> [WORK REQUIRED] Beginning with the first line below, output every record verbatim and leave out the images.

> [DATA PROVIDED]

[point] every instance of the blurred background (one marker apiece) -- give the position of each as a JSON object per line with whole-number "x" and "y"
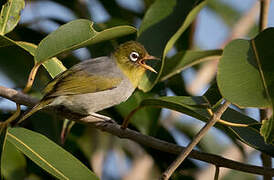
{"x": 110, "y": 157}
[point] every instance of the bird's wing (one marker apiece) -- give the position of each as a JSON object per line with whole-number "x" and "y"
{"x": 77, "y": 81}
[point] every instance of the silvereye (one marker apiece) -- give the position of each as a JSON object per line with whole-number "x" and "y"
{"x": 99, "y": 83}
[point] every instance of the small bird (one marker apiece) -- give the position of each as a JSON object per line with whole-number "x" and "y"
{"x": 97, "y": 84}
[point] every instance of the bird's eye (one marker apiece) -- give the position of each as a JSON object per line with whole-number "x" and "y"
{"x": 134, "y": 56}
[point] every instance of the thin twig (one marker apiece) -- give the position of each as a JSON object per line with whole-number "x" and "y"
{"x": 217, "y": 172}
{"x": 145, "y": 140}
{"x": 196, "y": 139}
{"x": 263, "y": 14}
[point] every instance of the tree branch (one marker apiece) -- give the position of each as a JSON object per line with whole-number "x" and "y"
{"x": 115, "y": 129}
{"x": 196, "y": 139}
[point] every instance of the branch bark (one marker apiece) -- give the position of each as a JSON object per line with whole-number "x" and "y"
{"x": 115, "y": 129}
{"x": 196, "y": 139}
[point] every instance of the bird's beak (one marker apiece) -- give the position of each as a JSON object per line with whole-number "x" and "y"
{"x": 144, "y": 65}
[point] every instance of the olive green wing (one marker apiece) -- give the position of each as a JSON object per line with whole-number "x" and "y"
{"x": 80, "y": 82}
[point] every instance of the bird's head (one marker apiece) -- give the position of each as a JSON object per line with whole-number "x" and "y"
{"x": 131, "y": 58}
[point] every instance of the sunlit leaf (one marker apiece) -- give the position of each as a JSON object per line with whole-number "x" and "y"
{"x": 10, "y": 15}
{"x": 245, "y": 74}
{"x": 184, "y": 59}
{"x": 76, "y": 34}
{"x": 163, "y": 24}
{"x": 13, "y": 162}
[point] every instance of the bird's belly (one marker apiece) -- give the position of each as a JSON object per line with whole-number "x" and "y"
{"x": 93, "y": 102}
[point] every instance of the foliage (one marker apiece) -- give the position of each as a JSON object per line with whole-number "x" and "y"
{"x": 245, "y": 77}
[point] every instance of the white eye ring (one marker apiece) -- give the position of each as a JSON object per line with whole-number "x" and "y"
{"x": 134, "y": 56}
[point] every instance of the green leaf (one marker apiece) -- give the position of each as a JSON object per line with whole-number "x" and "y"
{"x": 249, "y": 135}
{"x": 267, "y": 130}
{"x": 197, "y": 107}
{"x": 192, "y": 106}
{"x": 230, "y": 15}
{"x": 10, "y": 15}
{"x": 245, "y": 74}
{"x": 185, "y": 59}
{"x": 54, "y": 66}
{"x": 48, "y": 155}
{"x": 5, "y": 41}
{"x": 13, "y": 162}
{"x": 149, "y": 116}
{"x": 163, "y": 24}
{"x": 76, "y": 34}
{"x": 238, "y": 76}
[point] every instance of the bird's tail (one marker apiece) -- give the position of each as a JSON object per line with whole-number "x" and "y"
{"x": 36, "y": 108}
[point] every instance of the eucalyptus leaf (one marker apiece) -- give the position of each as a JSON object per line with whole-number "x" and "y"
{"x": 48, "y": 155}
{"x": 163, "y": 24}
{"x": 197, "y": 107}
{"x": 13, "y": 162}
{"x": 184, "y": 59}
{"x": 10, "y": 15}
{"x": 76, "y": 34}
{"x": 150, "y": 116}
{"x": 245, "y": 74}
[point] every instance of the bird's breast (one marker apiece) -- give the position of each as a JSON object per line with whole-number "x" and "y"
{"x": 93, "y": 102}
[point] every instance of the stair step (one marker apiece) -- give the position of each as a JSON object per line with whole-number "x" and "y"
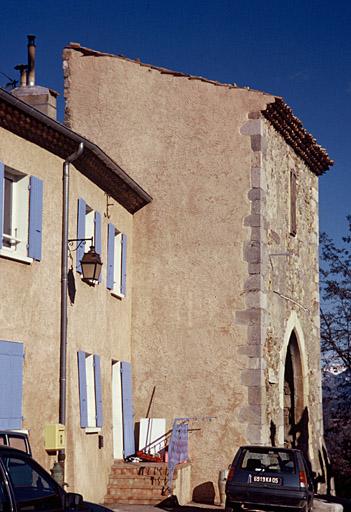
{"x": 132, "y": 501}
{"x": 139, "y": 470}
{"x": 126, "y": 483}
{"x": 134, "y": 493}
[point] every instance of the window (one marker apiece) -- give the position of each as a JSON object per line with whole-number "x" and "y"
{"x": 90, "y": 397}
{"x": 293, "y": 218}
{"x": 88, "y": 226}
{"x": 11, "y": 379}
{"x": 116, "y": 261}
{"x": 21, "y": 198}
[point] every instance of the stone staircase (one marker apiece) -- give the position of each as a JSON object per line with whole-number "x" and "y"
{"x": 137, "y": 483}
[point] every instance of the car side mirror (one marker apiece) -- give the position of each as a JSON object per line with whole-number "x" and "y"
{"x": 73, "y": 501}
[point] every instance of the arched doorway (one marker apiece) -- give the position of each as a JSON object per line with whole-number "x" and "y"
{"x": 294, "y": 413}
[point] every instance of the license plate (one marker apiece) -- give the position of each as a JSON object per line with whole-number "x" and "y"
{"x": 261, "y": 479}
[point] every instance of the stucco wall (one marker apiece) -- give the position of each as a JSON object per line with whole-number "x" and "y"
{"x": 97, "y": 322}
{"x": 181, "y": 140}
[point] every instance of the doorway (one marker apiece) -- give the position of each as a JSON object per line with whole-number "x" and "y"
{"x": 293, "y": 393}
{"x": 117, "y": 416}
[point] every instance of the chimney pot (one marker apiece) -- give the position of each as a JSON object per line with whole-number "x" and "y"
{"x": 31, "y": 60}
{"x": 22, "y": 68}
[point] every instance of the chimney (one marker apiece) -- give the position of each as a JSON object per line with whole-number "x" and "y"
{"x": 41, "y": 98}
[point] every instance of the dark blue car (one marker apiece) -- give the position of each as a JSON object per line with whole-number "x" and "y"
{"x": 26, "y": 486}
{"x": 267, "y": 478}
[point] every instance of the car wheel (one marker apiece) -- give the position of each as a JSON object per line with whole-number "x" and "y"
{"x": 232, "y": 508}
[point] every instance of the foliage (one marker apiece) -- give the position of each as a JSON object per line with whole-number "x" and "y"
{"x": 336, "y": 299}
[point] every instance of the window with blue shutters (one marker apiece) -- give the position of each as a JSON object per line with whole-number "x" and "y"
{"x": 90, "y": 394}
{"x": 88, "y": 226}
{"x": 11, "y": 384}
{"x": 116, "y": 261}
{"x": 21, "y": 211}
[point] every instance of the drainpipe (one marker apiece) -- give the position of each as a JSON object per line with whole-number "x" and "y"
{"x": 64, "y": 272}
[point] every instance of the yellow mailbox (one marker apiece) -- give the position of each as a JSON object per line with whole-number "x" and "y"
{"x": 54, "y": 436}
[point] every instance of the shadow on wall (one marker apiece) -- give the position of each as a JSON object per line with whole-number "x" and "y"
{"x": 204, "y": 493}
{"x": 299, "y": 433}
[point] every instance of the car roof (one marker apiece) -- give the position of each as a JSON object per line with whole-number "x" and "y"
{"x": 11, "y": 450}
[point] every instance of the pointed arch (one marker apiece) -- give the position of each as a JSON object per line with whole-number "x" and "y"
{"x": 292, "y": 358}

> [TASK RESULT]
[point] every instance of the blurred background (one marker apiece) -- give the position of each as a JSON object per line with whole-number "x" and "y"
{"x": 110, "y": 157}
[point] every instance of the bird's wing (one marker apiece) -- give the position of each as a JSON object per line with whole-number "x" and "y"
{"x": 77, "y": 81}
[point] every instance of the silvereye (one marker apiece) -- give the position of each as a JSON object per line with whole-number "x" and "y"
{"x": 99, "y": 83}
[point] every instance of the small bird (one marker apiece) -- give the position of each as a JSON object per line with whole-number "x" and "y"
{"x": 97, "y": 84}
[point] every instance of the bird's eye (one marker apiece) -- give the position of each as a JSON object per line with whole-number "x" and "y"
{"x": 134, "y": 56}
[point] every instance of the thin twig (one marker apiece) -- give the position of each as a JSON object per line with whole-number "x" and "y"
{"x": 217, "y": 172}
{"x": 145, "y": 140}
{"x": 196, "y": 139}
{"x": 263, "y": 14}
[point] every instance of the tree branch (one marker apiece) -- give the position of each as a JSON object per line with whole-number "x" and "y"
{"x": 115, "y": 129}
{"x": 196, "y": 139}
[point] every instance of the branch bark (one marker apiece) -- give the position of each as a JSON object per line with whole-number "x" and "y"
{"x": 115, "y": 129}
{"x": 196, "y": 139}
[point] every instance of the bird's beak (one marker apiece) -- give the position of each as a JSON object per line with whole-number "x" and "y"
{"x": 144, "y": 65}
[point] every instance of the olive green wing (one marker apiece) -- give the position of each as a JSON object per line with whole-number "x" and "y"
{"x": 80, "y": 82}
[point] every instance of the bird's head (one marker apiece) -- give the position of each as a JSON object per line with whole-number "x" and "y"
{"x": 131, "y": 58}
[point] every instance of the sunlit leaf (one marker apiece) -- give the position of each as a JSON object per line with whole-number "x" and "y"
{"x": 10, "y": 15}
{"x": 245, "y": 74}
{"x": 184, "y": 59}
{"x": 76, "y": 34}
{"x": 163, "y": 24}
{"x": 13, "y": 162}
[point] every instance of the bird's belly (one marker apiece) -- give the position of each as a JSON object per line with whole-number "x" and "y"
{"x": 93, "y": 102}
[point] every instance of the foliage (one marker apiece) -- give the position of each as a JSON object per line with whole-number "x" and "y"
{"x": 245, "y": 77}
[point] every instance of the white eye ring (one marker apiece) -- give the position of each as a JSON object per line with whole-number "x" and "y"
{"x": 134, "y": 56}
[point] every instance of the green leaf (one marker apiece) -- give the position of each as a JSON object per line with whole-number "x" and "y"
{"x": 249, "y": 135}
{"x": 267, "y": 130}
{"x": 197, "y": 107}
{"x": 192, "y": 106}
{"x": 230, "y": 15}
{"x": 10, "y": 15}
{"x": 245, "y": 74}
{"x": 185, "y": 59}
{"x": 54, "y": 66}
{"x": 48, "y": 155}
{"x": 5, "y": 41}
{"x": 13, "y": 162}
{"x": 149, "y": 116}
{"x": 163, "y": 24}
{"x": 76, "y": 34}
{"x": 238, "y": 76}
[point] every instance of the bird's tail (one marker apiece) -- give the position of each as a JSON object per line with whole-number "x" and "y"
{"x": 36, "y": 108}
[point] every instance of the eucalyptus leaf (one marker apiece) -- give the position of each as a JSON object per line with whole-number "x" and "y"
{"x": 48, "y": 155}
{"x": 163, "y": 24}
{"x": 197, "y": 107}
{"x": 13, "y": 162}
{"x": 184, "y": 59}
{"x": 10, "y": 15}
{"x": 76, "y": 34}
{"x": 150, "y": 116}
{"x": 245, "y": 74}
[point] every instance of the bird's breast (one marker apiece) -- give the position of each as a JSON object per line with whole-number "x" and "y"
{"x": 93, "y": 102}
[point] every instance of the stair step (one marker apiece) -- give the position of each as a JSON object per line with whole-number "x" and "y"
{"x": 132, "y": 501}
{"x": 139, "y": 470}
{"x": 126, "y": 483}
{"x": 134, "y": 493}
[point] every instance of the window (one marker apiece) -- give the position of each as a JSON object per line with whole-number "x" and "y"
{"x": 90, "y": 397}
{"x": 293, "y": 218}
{"x": 88, "y": 226}
{"x": 11, "y": 379}
{"x": 116, "y": 261}
{"x": 21, "y": 198}
[point] every instance of the stone staircase (one marker apiece) -- give the position of each as a JSON object per line with whole-number "x" and "y"
{"x": 137, "y": 483}
[point] every instance of the car side mirror (one marker apiece) -- give the position of each as a JSON object per line with whole-number "x" and "y"
{"x": 73, "y": 501}
[point] every instance of the arched doorway (one marker apiece) -- give the position of each as a JSON object per line with whole-number "x" and "y"
{"x": 294, "y": 413}
[point] every instance of the license plate (one marker apiece) -- give the position of each as a JSON object per line with whole-number "x" and "y"
{"x": 261, "y": 479}
[point] every instance of the stucco wall (one marker apiece) -- give the position of each as a JSON object per line with whole-number "x" and "y"
{"x": 97, "y": 322}
{"x": 181, "y": 140}
[point] every instance of the doorway (one marker apiece) -- give the position of each as a JSON object per line with whole-number "x" and "y"
{"x": 293, "y": 393}
{"x": 117, "y": 416}
[point] every instance of the chimney pot (one marker apiece) -- give the position of each as a JSON object per line with whole-number "x" and "y"
{"x": 31, "y": 60}
{"x": 22, "y": 68}
[point] every instance of the chimney (one marker apiece) -- give the position of each as a JSON object per line with whole-number "x" and "y"
{"x": 41, "y": 98}
[point] every instance of the dark blue car (one marker apiece) -- give the position of each as a JSON object per line with whole-number "x" and "y"
{"x": 26, "y": 486}
{"x": 267, "y": 478}
[point] every instance of the car wheel (one marker apiece) -- give the position of each as a JSON object per line with whole-number "x" and "y"
{"x": 232, "y": 508}
[point] every instance of the foliage (one marker apiece) -- give the position of each as a JSON object per line with whole-number "x" and "y"
{"x": 336, "y": 299}
[point] every instance of the window with blue shutters (one marker apiece) -- give the position of each as a JSON object per line with whole-number "x" and "y"
{"x": 90, "y": 394}
{"x": 88, "y": 226}
{"x": 11, "y": 384}
{"x": 116, "y": 261}
{"x": 21, "y": 211}
[point] every instance of the drainpipe (one marker apiece) -- give the position of each as a JSON object per line with whole-number "x" and "y"
{"x": 64, "y": 272}
[point] every instance of the yellow mailbox (one marker apiece) -- give the position of each as a JSON object per line with whole-number "x" and "y"
{"x": 54, "y": 436}
[point] every instance of the shadow on wall (one marker apiece) -- give the position of each as a JSON object per line with whole-number "x" and "y"
{"x": 204, "y": 493}
{"x": 299, "y": 433}
[point] every instance of the car roof (one marker apiece) -- give the position of each as a JSON object per line with whole-number "x" and "y"
{"x": 11, "y": 450}
[point] every instance of the pointed arch (one marker apiece) -- give the position of each as a JSON object per line with whole-number "x" and "y"
{"x": 292, "y": 358}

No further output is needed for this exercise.